>> BEGIN Given data

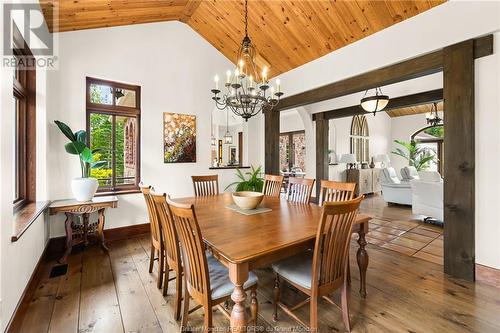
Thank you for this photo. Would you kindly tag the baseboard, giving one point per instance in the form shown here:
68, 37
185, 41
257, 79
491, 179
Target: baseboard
488, 275
17, 318
54, 250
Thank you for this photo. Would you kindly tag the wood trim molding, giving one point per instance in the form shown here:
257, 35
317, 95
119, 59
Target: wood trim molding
406, 70
426, 97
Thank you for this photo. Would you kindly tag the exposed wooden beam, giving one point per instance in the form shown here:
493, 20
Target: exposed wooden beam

>> END Given data

*Short problem*. Rewrite all the data above, putting "Label" wherever "Target" appears and changing nothing else. Omit the pictures from your answer.

*Response*.
Thank you for this photo. Would you kindly tag the baseboard, giving one point per instance in the form shown here:
68, 37
185, 41
257, 79
491, 179
Label: baseboard
488, 275
17, 318
54, 250
Thank you for this photo. Would you kindly tag the wood trim molding, giving one point per instance in the form shown here:
257, 35
317, 95
119, 59
Label: wood trim molding
406, 70
426, 97
Thank you for this photo. Would you kindly tag the exposed wooden beam, giving one point per instance in the form shown here:
493, 20
Label: exposed wooden beam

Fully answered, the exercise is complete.